## Start

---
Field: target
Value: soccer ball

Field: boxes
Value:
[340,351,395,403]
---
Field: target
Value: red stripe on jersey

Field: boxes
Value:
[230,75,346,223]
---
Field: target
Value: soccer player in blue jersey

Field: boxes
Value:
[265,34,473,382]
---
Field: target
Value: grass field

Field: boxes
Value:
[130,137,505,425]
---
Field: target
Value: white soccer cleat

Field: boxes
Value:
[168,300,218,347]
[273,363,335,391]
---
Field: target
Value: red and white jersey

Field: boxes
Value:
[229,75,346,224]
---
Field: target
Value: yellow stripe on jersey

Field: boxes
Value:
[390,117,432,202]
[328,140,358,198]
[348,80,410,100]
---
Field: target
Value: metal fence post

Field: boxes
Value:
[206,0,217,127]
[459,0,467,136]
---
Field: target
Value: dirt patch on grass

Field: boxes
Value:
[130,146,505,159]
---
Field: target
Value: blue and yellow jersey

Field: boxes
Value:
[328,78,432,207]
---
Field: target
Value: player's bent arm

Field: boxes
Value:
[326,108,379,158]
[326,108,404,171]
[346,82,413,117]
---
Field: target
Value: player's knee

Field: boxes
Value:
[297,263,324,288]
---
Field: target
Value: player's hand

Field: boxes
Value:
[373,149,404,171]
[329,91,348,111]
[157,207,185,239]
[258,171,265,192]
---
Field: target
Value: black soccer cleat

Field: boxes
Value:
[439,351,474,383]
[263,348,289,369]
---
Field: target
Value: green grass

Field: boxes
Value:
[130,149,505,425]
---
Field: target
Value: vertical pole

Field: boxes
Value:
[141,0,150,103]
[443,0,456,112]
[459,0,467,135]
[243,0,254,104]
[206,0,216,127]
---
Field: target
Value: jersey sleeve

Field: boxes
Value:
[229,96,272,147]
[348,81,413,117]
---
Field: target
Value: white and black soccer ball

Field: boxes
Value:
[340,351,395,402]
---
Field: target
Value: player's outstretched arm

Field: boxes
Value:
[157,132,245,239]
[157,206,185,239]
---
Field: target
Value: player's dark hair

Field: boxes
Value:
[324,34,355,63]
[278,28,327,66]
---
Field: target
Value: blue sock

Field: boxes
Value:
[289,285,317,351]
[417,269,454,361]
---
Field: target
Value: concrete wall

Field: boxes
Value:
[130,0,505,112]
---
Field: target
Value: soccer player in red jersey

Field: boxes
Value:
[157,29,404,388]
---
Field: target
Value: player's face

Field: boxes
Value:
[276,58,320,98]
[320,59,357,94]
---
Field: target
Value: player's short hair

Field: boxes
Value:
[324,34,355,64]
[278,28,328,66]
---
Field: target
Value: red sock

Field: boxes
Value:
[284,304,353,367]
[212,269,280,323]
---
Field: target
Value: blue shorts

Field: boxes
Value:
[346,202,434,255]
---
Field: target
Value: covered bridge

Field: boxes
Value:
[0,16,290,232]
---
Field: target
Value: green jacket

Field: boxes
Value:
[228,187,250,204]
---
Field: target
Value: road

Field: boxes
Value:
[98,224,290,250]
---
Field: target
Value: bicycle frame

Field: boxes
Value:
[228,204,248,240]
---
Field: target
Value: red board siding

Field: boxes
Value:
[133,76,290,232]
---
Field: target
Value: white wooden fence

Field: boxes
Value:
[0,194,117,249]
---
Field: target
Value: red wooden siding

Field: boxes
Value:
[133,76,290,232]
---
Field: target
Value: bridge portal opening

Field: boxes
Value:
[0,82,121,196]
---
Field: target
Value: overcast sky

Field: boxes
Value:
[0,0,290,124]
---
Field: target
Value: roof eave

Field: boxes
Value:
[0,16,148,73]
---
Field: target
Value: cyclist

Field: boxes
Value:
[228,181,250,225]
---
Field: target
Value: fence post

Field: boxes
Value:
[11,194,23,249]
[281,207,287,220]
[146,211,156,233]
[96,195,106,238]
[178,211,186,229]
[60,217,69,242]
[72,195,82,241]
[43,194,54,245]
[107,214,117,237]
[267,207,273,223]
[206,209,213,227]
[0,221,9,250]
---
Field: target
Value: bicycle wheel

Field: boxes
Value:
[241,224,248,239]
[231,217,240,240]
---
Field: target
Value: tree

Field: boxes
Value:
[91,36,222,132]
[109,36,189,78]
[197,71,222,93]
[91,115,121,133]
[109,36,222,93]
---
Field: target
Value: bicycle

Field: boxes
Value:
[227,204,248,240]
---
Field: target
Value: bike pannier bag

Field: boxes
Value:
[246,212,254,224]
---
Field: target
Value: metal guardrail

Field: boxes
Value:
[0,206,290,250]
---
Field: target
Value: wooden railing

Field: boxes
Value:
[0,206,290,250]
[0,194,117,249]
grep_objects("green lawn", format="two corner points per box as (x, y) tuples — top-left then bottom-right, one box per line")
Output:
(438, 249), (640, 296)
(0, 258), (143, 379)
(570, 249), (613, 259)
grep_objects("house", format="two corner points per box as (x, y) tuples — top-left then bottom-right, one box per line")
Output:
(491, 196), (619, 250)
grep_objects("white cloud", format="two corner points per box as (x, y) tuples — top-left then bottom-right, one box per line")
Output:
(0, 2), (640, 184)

## End

→ AIM
Write out all of the lines above again, from the first to the last, without changing a thing.

→ FULL ANSWER
---
Field: target
Value: soccer ball

Field: boxes
Value:
[340,351,395,403]
---
Field: target
Value: red stripe on jersey

Field: boxes
Value:
[230,75,346,223]
---
Field: target
Value: soccer player in blue jersey

Field: boxes
Value:
[265,34,473,382]
---
Field: target
Value: grass field

Field: boxes
Value:
[130,137,505,425]
---
Field: target
Value: white soccer cleat

Field: boxes
Value:
[168,300,218,347]
[273,363,335,391]
---
Field: target
Value: red and white jersey

Field: boxes
Value:
[229,75,346,224]
---
Field: target
Value: yellow stripe on jersey

Field: boxes
Value:
[390,117,432,202]
[328,140,358,198]
[348,80,410,100]
---
Field: target
Value: metal fence post

Field: boxes
Value:
[206,0,217,127]
[459,0,467,136]
---
Field: target
Value: dirt patch on grass

Field: boxes
Value:
[130,146,505,159]
---
Field: target
Value: blue and yellow jersey

Field: boxes
Value:
[328,78,432,207]
---
Field: target
Value: player's bent arm

Field: boxes
Value:
[326,108,379,158]
[326,108,404,171]
[346,82,413,117]
---
Field: target
Value: player's knee

Field: boxes
Value:
[297,263,324,288]
---
Field: target
Value: player's hand

Field: boxes
Value:
[373,149,404,171]
[329,91,348,111]
[157,207,185,239]
[258,171,265,192]
---
Field: target
Value: black soccer cleat

Field: boxes
Value:
[439,351,474,383]
[263,348,289,369]
---
Field: target
Value: green grass

Field: boxes
Value:
[130,149,505,425]
---
Field: target
Value: vertical pole

Field: boxes
Value:
[141,0,150,103]
[443,0,456,112]
[459,0,467,135]
[243,0,254,104]
[206,0,216,127]
---
Field: target
Value: jersey sleeve

Field: boxes
Value:
[229,96,272,147]
[348,81,413,117]
---
Field: target
Value: white and black soccer ball

Field: boxes
Value:
[340,351,395,402]
---
Field: target
Value: player's outstretched arm

Field: boxes
Value:
[157,132,245,239]
[157,206,185,239]
---
Field: target
Value: player's dark hair

Field: boxes
Value:
[324,34,355,63]
[278,28,327,66]
---
Field: target
Value: blue sock

Field: boxes
Value:
[289,285,317,351]
[417,269,454,361]
---
Field: target
Value: concrete wall

Field: boxes
Value:
[130,0,505,112]
---
Field: target
Value: soccer player in red jersey

Field: boxes
Value:
[157,29,404,388]
---
Field: target
Value: player's face

Field: boxes
Value:
[276,58,320,98]
[320,59,357,94]
---
Field: target
Value: player's short hair

Field: boxes
Value:
[324,34,355,64]
[278,28,328,66]
---
Field: target
Value: red sock

Field: boxes
Value:
[284,304,353,367]
[212,269,280,323]
---
Field: target
Value: blue shorts

Field: boxes
Value:
[346,202,434,255]
---
Field: target
Value: covered bridge

Field: boxes
Value:
[0,16,290,232]
---
Field: target
Value: green jacket

Field: boxes
Value:
[228,187,250,204]
---
Field: target
Value: road

Field: boxes
Value:
[98,224,290,250]
---
Field: target
Value: bicycle frame

Field: boxes
Value:
[228,204,248,240]
---
Field: target
Value: red board siding

Field: boxes
Value:
[133,76,290,232]
---
Field: target
Value: white wooden fence

Field: boxes
Value:
[0,194,117,249]
---
Field: target
Value: red wooden siding

Field: boxes
Value:
[133,76,290,232]
---
Field: target
Value: bridge portal opening

Field: boxes
Value:
[0,82,121,196]
---
Field: target
Value: overcast sky

Field: boxes
Value:
[0,0,290,124]
---
Field: target
Value: roof eave

Field: boxes
Value:
[0,16,148,73]
---
Field: target
Value: cyclist

Field: boxes
Value:
[228,181,250,225]
---
Field: target
Value: fence post

Field: boxes
Value:
[11,194,23,249]
[281,207,287,220]
[146,211,156,233]
[96,195,106,238]
[178,211,186,229]
[60,217,69,242]
[72,195,82,241]
[43,194,54,245]
[107,214,117,237]
[267,207,273,223]
[206,209,213,227]
[0,221,9,250]
---
Field: target
Value: bicycle wheel

Field: boxes
Value:
[241,224,248,239]
[231,217,240,240]
---
Field: target
Value: tree

Field: boxes
Value:
[91,36,222,132]
[109,36,189,78]
[197,71,222,93]
[91,115,121,133]
[109,36,222,93]
---
Field: target
Value: bicycle

Field: boxes
Value:
[227,204,248,240]
---
Field: target
Value: bike pannier bag

Field: boxes
Value:
[246,212,254,224]
---
Field: target
Value: metal guardrail

Field: boxes
Value:
[0,206,290,250]
---
Field: target
Value: wooden railing

Field: boxes
Value:
[0,206,290,250]
[0,194,117,249]
grep_objects("green lawn", format="two corner points per box as (x, y) tuples — top-left then bottom-right, one box per line")
Output:
(438, 249), (640, 296)
(0, 258), (143, 379)
(570, 249), (613, 259)
grep_objects("house", format="two corner points per box as (x, y) tuples — top-left then bottom-right, one box per line")
Output:
(491, 196), (619, 250)
grep_objects("white cloud", format="two corner points per box as (x, y) tuples — top-left then bottom-right, one box per line")
Output:
(0, 2), (640, 184)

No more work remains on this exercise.